* [Text]
Erst Zweifel säen, dann Drohungen
Am meisten angefeindet werden Geisteswissenschaftler. Zu ihnen gehört auch Daniel Saldivia Gonzatti vom Wissenschaftszentrum Berlin. Der Protest- und Konfliktforscher hat zum Beispiel die Bauernproteste analysiert und sich zur Blockade der Fähre mit Wirtschaftsminister Robert Habeck im Hafen von Schüttsiel geäußert. Nach einem Interview bei tageschau24 wurde Saldivia Gonzatti in den sozialen Medien angegangen. Seine wissenschaftliche Kompetenz wurde ebenso angezweifelt, wie die Wissenschaftstauglichkeit seines Forschungsfeldes.

* [Aufgabenliste]
1. An welcher Einrichtung arbeitet Daniel Saldivia Gonzatti laut dem Text über Anfeindungen gegen Wissenschaftler?
2. Schreiben Sie aus dem Text über Anfeindungen gegen Wissenschaftler alles von „Erst Zweifel säen, dann“ bis hinunter zu „Wissenschaftstauglichkeit seines Forschungsfeldes.“ wortgetreu ab.

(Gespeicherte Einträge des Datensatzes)

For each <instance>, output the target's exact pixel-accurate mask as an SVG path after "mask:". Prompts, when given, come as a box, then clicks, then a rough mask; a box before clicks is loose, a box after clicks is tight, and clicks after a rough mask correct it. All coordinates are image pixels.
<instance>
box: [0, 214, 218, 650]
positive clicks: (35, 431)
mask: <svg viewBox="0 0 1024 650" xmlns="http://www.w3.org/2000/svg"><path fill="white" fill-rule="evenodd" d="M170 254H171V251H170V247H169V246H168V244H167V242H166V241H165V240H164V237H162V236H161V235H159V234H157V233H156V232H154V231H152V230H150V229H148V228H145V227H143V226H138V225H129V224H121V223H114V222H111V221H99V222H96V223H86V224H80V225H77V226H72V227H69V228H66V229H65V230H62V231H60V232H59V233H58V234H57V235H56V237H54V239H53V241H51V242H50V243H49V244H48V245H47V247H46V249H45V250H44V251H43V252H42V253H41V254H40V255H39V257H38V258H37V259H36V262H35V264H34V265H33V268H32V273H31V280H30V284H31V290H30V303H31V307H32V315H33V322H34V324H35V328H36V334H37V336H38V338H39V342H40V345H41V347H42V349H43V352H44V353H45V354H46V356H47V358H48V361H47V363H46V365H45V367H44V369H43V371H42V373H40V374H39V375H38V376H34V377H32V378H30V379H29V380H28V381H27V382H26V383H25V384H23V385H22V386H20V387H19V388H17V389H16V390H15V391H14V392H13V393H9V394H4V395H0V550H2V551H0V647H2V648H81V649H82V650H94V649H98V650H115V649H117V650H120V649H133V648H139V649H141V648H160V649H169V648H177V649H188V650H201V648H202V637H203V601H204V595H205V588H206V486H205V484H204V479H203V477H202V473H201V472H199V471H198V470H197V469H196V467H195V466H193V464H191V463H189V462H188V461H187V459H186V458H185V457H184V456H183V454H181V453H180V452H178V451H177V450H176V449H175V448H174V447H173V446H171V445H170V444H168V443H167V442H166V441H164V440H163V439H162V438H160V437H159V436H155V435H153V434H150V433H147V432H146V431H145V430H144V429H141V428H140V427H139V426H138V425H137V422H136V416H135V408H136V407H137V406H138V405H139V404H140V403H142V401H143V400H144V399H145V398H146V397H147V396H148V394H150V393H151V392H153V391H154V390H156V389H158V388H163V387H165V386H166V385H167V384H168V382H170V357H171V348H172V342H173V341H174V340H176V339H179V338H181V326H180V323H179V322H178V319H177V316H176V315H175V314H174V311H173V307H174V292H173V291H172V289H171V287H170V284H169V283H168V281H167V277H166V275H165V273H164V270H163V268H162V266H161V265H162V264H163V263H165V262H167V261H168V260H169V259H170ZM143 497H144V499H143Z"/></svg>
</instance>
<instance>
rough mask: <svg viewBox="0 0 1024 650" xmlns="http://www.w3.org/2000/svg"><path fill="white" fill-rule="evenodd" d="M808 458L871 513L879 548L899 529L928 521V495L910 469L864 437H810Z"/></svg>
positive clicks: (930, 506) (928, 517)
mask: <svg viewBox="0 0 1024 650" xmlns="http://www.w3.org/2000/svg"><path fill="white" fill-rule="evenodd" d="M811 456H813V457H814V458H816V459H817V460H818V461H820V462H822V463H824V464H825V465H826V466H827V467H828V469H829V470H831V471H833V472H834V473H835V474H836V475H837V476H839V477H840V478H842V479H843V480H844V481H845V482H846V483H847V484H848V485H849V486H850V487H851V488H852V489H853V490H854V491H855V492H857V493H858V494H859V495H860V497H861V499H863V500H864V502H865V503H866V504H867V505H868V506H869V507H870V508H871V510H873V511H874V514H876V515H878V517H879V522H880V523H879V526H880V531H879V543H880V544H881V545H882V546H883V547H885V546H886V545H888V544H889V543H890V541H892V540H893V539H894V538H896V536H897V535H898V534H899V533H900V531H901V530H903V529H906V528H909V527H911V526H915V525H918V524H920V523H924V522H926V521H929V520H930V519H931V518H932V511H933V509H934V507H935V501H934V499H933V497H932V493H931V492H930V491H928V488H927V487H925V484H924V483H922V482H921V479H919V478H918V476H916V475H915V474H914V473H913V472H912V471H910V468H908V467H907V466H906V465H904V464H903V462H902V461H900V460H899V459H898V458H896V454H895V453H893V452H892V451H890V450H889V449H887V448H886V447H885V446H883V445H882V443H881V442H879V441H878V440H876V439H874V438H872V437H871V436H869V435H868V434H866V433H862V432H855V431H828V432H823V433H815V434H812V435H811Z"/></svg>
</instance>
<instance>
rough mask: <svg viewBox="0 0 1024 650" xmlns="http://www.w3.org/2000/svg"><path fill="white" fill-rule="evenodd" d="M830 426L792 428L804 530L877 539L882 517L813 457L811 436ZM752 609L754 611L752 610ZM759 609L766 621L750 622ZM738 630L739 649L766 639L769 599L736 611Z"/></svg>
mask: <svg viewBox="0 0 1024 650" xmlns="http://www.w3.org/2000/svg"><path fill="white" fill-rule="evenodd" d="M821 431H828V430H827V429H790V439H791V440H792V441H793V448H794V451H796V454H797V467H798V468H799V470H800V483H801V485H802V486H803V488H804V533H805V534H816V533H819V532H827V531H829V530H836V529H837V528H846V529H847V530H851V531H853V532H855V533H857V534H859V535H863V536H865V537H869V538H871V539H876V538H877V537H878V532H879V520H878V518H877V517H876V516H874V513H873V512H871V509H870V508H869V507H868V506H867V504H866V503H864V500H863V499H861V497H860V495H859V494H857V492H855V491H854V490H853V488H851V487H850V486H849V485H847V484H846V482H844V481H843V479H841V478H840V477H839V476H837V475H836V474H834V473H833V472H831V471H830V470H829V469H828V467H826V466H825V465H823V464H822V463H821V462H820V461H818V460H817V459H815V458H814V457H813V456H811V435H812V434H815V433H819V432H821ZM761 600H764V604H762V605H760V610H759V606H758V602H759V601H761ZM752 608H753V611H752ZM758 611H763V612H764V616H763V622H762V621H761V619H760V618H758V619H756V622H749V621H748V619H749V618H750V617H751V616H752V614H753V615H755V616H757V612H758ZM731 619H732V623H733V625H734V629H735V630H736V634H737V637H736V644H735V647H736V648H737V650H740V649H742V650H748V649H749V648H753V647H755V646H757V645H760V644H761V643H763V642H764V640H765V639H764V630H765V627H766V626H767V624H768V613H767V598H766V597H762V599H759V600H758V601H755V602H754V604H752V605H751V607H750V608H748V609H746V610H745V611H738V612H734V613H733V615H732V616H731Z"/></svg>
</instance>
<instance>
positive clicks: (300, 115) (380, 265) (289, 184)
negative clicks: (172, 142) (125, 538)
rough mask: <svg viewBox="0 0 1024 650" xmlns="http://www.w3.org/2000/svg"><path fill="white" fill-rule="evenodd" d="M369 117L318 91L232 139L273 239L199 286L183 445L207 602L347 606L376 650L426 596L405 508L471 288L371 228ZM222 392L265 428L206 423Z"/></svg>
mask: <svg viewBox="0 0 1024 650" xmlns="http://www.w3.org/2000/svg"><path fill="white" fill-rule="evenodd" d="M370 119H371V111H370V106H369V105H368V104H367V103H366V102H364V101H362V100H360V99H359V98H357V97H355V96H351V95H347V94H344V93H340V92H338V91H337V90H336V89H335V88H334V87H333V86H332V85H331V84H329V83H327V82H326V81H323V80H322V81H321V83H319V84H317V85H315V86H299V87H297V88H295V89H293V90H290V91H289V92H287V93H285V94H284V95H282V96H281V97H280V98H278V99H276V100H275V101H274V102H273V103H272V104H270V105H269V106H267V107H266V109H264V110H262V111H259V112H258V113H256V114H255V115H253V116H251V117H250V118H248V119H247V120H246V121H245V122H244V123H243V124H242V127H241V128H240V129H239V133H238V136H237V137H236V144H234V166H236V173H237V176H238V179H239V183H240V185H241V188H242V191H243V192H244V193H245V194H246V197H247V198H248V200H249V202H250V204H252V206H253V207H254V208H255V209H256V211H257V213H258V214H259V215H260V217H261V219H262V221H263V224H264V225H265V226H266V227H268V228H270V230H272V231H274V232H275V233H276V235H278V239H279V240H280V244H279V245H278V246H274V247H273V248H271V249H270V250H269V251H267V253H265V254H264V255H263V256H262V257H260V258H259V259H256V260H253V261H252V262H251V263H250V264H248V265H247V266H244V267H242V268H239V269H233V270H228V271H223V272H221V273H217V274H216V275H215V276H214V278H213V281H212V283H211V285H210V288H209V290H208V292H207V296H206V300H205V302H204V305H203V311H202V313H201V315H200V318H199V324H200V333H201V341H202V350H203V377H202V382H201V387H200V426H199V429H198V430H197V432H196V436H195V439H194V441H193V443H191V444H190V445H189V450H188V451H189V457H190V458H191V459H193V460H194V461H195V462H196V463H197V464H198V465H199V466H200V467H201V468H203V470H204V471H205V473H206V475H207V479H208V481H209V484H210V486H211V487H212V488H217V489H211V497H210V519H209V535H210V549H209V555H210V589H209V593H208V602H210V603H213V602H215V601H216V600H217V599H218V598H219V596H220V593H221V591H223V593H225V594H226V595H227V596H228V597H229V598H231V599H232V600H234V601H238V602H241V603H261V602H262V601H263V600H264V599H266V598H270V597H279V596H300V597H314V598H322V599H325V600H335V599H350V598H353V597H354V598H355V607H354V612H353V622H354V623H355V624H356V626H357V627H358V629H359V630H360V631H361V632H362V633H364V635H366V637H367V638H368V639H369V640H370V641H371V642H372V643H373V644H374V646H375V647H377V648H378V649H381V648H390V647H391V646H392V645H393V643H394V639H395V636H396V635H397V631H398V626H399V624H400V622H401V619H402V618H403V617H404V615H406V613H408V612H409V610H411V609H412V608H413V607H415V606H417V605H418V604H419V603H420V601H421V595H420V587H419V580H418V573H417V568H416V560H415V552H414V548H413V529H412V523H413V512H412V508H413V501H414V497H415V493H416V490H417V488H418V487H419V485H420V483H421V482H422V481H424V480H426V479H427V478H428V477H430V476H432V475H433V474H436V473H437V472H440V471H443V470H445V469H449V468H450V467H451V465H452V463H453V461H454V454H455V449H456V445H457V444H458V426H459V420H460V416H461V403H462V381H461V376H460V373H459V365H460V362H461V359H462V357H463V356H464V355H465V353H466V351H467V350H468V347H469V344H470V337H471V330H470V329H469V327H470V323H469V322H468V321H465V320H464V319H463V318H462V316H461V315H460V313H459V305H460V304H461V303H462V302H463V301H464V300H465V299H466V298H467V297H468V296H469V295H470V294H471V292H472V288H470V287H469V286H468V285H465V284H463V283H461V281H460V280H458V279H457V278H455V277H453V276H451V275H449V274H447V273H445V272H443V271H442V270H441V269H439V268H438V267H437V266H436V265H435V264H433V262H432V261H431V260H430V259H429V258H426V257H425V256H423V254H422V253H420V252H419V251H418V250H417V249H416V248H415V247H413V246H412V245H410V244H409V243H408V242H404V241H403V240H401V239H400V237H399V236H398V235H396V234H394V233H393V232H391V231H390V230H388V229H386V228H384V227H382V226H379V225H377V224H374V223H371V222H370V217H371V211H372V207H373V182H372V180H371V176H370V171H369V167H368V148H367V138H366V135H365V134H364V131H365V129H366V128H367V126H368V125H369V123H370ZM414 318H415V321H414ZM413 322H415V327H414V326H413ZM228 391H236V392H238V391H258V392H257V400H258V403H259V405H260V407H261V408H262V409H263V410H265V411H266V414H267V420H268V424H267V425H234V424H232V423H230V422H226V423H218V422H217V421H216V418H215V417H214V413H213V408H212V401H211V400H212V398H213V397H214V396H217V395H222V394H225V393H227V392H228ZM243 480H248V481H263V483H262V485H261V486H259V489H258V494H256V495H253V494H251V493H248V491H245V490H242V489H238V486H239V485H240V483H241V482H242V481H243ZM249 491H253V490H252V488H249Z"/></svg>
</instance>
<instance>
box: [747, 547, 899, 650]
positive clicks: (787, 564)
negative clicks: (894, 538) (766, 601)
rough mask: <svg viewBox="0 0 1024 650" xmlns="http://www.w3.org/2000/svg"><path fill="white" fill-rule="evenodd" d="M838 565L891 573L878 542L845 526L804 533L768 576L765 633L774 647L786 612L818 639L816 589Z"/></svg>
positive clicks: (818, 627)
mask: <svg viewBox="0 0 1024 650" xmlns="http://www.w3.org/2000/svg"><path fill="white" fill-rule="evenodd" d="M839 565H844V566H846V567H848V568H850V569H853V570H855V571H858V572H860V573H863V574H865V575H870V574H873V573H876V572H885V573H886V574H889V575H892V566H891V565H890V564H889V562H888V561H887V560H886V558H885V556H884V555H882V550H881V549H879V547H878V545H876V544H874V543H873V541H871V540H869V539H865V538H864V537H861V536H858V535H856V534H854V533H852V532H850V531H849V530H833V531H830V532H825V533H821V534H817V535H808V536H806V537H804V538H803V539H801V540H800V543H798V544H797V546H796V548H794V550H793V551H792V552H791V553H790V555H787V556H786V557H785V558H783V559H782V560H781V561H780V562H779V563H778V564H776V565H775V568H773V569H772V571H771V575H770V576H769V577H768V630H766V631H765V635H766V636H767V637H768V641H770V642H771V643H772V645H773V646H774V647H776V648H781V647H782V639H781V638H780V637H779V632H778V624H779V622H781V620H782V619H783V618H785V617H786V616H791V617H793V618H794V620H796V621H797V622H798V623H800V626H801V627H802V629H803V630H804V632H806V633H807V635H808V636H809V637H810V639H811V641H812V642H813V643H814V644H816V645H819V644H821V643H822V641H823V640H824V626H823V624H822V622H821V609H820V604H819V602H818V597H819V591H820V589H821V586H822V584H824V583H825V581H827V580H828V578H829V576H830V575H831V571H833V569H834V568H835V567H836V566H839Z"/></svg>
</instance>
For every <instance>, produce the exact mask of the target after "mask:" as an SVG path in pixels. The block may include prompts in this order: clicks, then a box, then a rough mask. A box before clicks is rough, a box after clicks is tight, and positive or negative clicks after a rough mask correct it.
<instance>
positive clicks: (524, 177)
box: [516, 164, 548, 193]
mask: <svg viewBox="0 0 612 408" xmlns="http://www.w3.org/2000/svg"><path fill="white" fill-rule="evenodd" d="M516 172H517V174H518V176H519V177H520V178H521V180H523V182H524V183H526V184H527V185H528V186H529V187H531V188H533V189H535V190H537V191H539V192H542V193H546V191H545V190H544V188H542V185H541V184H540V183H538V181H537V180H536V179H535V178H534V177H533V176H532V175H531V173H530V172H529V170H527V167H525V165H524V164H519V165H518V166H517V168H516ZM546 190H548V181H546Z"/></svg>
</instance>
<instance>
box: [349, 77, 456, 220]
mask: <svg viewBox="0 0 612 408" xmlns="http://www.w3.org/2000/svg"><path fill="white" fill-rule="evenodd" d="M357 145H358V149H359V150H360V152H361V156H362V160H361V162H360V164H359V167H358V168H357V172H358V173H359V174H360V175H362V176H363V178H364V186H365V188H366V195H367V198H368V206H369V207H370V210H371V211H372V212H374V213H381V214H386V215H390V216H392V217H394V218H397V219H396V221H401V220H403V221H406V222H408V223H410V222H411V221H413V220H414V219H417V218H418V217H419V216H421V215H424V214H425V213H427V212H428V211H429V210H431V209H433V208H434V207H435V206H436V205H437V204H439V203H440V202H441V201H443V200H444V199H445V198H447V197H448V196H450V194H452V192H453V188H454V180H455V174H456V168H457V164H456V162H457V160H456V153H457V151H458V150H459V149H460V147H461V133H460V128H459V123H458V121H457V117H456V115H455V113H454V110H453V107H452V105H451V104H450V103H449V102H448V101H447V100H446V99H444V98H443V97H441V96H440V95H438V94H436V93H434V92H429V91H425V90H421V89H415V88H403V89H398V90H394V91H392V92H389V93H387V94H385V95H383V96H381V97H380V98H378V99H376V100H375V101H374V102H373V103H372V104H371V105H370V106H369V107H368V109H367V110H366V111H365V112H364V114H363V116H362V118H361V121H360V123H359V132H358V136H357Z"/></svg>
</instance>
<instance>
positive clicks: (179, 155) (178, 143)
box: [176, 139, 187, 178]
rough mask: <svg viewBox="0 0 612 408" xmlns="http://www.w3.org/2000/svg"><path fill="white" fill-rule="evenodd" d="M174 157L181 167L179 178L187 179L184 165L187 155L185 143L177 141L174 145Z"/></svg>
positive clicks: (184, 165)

* [Antworten nach Nummer]
1. Am Wissenschaftszentrum Berlin.

2.
Erst Zweifel säen, dann Drohungen
Am meisten angefeindet werden Geisteswissenschaftler. Zu ihnen gehört auch Daniel Saldivia Gonzatti vom Wissenschaftszentrum Berlin. Der Protest- und Konfliktforscher hat zum Beispiel die Bauernproteste analysiert und sich zur Blockade der Fähre mit Wirtschaftsminister Robert Habeck im Hafen von Schüttsiel geäußert. Nach einem Interview bei tageschau24 wurde Saldivia Gonzatti in den sozialen Medien angegangen. Seine wissenschaftliche Kompetenz wurde ebenso angezweifelt, wie die Wissenschaftstauglichkeit seines Forschungsfeldes.